Please set down all the lines beneath this one exactly, without the pictures.

[Object position labeling entries]
******************************
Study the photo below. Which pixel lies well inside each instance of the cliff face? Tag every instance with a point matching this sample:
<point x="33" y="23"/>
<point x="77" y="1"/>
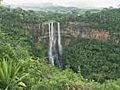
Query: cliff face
<point x="69" y="31"/>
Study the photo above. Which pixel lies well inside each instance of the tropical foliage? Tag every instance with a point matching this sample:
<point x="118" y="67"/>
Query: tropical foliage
<point x="23" y="64"/>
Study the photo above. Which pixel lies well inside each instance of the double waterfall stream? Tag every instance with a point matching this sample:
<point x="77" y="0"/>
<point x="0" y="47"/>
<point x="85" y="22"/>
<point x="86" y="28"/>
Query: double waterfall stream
<point x="55" y="46"/>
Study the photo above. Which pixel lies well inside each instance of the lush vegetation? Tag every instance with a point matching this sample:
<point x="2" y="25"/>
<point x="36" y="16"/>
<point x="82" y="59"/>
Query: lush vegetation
<point x="23" y="63"/>
<point x="98" y="60"/>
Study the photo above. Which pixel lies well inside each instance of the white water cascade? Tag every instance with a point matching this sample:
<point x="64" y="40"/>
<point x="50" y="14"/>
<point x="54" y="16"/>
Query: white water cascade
<point x="55" y="46"/>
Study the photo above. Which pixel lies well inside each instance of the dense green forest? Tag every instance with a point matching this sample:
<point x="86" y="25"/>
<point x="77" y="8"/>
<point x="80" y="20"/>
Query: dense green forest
<point x="90" y="64"/>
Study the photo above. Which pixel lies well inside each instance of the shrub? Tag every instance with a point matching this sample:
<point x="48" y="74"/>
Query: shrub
<point x="98" y="60"/>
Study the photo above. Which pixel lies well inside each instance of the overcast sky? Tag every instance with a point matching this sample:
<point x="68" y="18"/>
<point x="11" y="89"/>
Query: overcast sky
<point x="75" y="3"/>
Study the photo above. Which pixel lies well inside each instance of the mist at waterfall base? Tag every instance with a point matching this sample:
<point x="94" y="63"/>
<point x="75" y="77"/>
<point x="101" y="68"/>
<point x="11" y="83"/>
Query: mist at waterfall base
<point x="55" y="46"/>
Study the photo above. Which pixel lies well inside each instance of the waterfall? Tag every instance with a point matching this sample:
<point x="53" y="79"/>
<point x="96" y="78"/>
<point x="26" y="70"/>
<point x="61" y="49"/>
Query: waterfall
<point x="59" y="40"/>
<point x="55" y="46"/>
<point x="51" y="40"/>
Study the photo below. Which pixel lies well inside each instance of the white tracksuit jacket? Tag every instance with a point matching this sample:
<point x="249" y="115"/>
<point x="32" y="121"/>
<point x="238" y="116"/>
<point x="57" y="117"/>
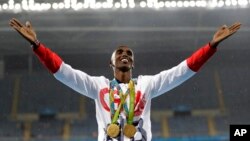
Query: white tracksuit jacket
<point x="147" y="87"/>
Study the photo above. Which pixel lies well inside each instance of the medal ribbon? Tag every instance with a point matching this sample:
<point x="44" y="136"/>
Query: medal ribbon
<point x="123" y="97"/>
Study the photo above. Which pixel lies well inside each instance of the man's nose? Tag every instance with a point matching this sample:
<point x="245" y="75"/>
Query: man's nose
<point x="124" y="54"/>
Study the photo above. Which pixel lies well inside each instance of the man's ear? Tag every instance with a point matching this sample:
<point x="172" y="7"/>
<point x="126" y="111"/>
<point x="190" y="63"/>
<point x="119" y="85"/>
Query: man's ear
<point x="111" y="64"/>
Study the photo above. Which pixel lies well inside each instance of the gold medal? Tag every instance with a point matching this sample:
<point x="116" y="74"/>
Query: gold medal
<point x="129" y="130"/>
<point x="113" y="130"/>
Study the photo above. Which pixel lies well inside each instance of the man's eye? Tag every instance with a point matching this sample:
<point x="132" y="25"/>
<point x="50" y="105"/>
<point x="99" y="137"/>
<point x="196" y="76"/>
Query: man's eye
<point x="129" y="53"/>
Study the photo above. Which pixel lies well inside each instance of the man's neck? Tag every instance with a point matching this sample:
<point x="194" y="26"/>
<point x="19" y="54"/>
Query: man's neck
<point x="123" y="77"/>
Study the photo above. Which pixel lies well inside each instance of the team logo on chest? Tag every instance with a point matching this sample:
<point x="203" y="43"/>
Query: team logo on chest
<point x="139" y="100"/>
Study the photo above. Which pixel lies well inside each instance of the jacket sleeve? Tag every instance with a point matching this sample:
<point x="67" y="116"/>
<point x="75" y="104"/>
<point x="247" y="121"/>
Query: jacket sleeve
<point x="75" y="79"/>
<point x="169" y="79"/>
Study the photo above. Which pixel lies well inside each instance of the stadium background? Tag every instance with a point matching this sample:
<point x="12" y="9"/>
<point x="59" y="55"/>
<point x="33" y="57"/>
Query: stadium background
<point x="36" y="107"/>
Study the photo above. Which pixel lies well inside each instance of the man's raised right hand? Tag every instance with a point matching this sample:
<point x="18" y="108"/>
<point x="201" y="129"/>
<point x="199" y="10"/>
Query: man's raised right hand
<point x="25" y="30"/>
******************************
TASK OUTPUT:
Study the photo below. Which pixel lies well inside each instance of the cliff face? Tag every instance with a point matching this sample:
<point x="33" y="23"/>
<point x="77" y="1"/>
Query: cliff face
<point x="69" y="31"/>
Study the photo above. Which pixel lies well inside each instance of the tropical foliage? Tag every instance with a point matching this sample:
<point x="118" y="67"/>
Query: tropical foliage
<point x="23" y="64"/>
Study the photo above. Which pixel lies well inside each instance of the double waterfall stream? Tag every instance with a point matching this sample:
<point x="77" y="0"/>
<point x="0" y="47"/>
<point x="85" y="22"/>
<point x="86" y="28"/>
Query: double waterfall stream
<point x="55" y="46"/>
Study the photo above. Which pixel lies well inside each instance of the lush vegetation? Tag every instance with a point matching this sample:
<point x="2" y="25"/>
<point x="36" y="16"/>
<point x="82" y="59"/>
Query: lush vegetation
<point x="23" y="63"/>
<point x="98" y="60"/>
Study the photo above. Which pixel lies well inside each instance of the white water cascade? Tag every instance with a point matching this sample:
<point x="64" y="40"/>
<point x="50" y="14"/>
<point x="54" y="16"/>
Query: white water cascade
<point x="55" y="46"/>
Study the photo above. Which pixel lies well inside each instance of the dense green forest? Tag every instance with a point matching this sample:
<point x="86" y="25"/>
<point x="77" y="8"/>
<point x="80" y="20"/>
Query: dense green forest
<point x="90" y="64"/>
Study the photo above. Which pixel lies well inside each instance of the shrub? Tag every instance with a point matching this sample:
<point x="48" y="74"/>
Query: shrub
<point x="98" y="60"/>
Study the photo above. Which pixel lies well inside each instance of the overcast sky? Tag every instance with a point matching this sample:
<point x="68" y="18"/>
<point x="11" y="89"/>
Query: overcast sky
<point x="75" y="3"/>
Study the photo above. Which pixel lies well inside each instance of the mist at waterfall base? Tag every instance with a point matching this sample:
<point x="94" y="63"/>
<point x="75" y="77"/>
<point x="101" y="68"/>
<point x="11" y="83"/>
Query: mist at waterfall base
<point x="55" y="46"/>
Study the photo above. Which pixel lies well inside each instance of the waterfall? Tag every instance with a point matching this sample:
<point x="53" y="79"/>
<point x="96" y="78"/>
<point x="26" y="70"/>
<point x="61" y="49"/>
Query: waterfall
<point x="59" y="40"/>
<point x="55" y="46"/>
<point x="51" y="40"/>
Study the photo below. Which pixel lies well inside each instance of the white tracksuit jacket? Tag every instance with a point matching this sample:
<point x="249" y="115"/>
<point x="32" y="121"/>
<point x="238" y="116"/>
<point x="57" y="117"/>
Query: white tracksuit jacket
<point x="147" y="87"/>
Study the photo above. Which pixel lies well inside each instance of the medal ribbon? Tag every instance with a point matching this sample:
<point x="44" y="136"/>
Query: medal ribbon
<point x="123" y="97"/>
Study the photo above. Which pixel lies well inside each instance of the man's nose? Tag every instance with a point matching this sample:
<point x="245" y="75"/>
Query: man's nose
<point x="124" y="54"/>
Study the photo above. Which pixel lies well inside each instance of the man's ear? Tag every instance with a point matching this sample:
<point x="172" y="7"/>
<point x="126" y="111"/>
<point x="190" y="63"/>
<point x="119" y="85"/>
Query: man's ear
<point x="111" y="64"/>
Study the photo above. Which pixel lies well inside each instance of the gold medal? Tag every instance with a point matching this sample:
<point x="116" y="74"/>
Query: gold medal
<point x="129" y="130"/>
<point x="113" y="130"/>
Study the photo above. Which pixel lies well inside each instance of the man's eye? Tag every instance with a point matching this sample:
<point x="132" y="25"/>
<point x="50" y="105"/>
<point x="99" y="137"/>
<point x="196" y="76"/>
Query: man's eye
<point x="129" y="53"/>
Study the photo above. Which pixel lies well inside each instance of the man's neck? Tag every instance with a point matching this sample:
<point x="194" y="26"/>
<point x="19" y="54"/>
Query: man's neck
<point x="123" y="77"/>
Study the photo above. Which pixel lies well inside each instance of the team logo on chest? Tag every instance with a point matching this sample:
<point x="203" y="43"/>
Query: team logo on chest
<point x="139" y="100"/>
Study the photo above. Which pixel lies well inside each instance of the jacket sleeve? Tag every instance with a point matching this sample:
<point x="67" y="116"/>
<point x="75" y="104"/>
<point x="247" y="121"/>
Query: jacket sleeve
<point x="75" y="79"/>
<point x="169" y="79"/>
Study the photo above. Which pixel lies well inside each instance of the stadium background? Tag every instance with a point matching this sample:
<point x="12" y="9"/>
<point x="59" y="55"/>
<point x="33" y="57"/>
Query: stadium background
<point x="36" y="107"/>
Study the photo above. Which pixel lies well inside each instance of the man's raised right hand? Tag every instance with a point matching this sample:
<point x="18" y="108"/>
<point x="201" y="129"/>
<point x="199" y="10"/>
Query: man's raised right hand
<point x="25" y="30"/>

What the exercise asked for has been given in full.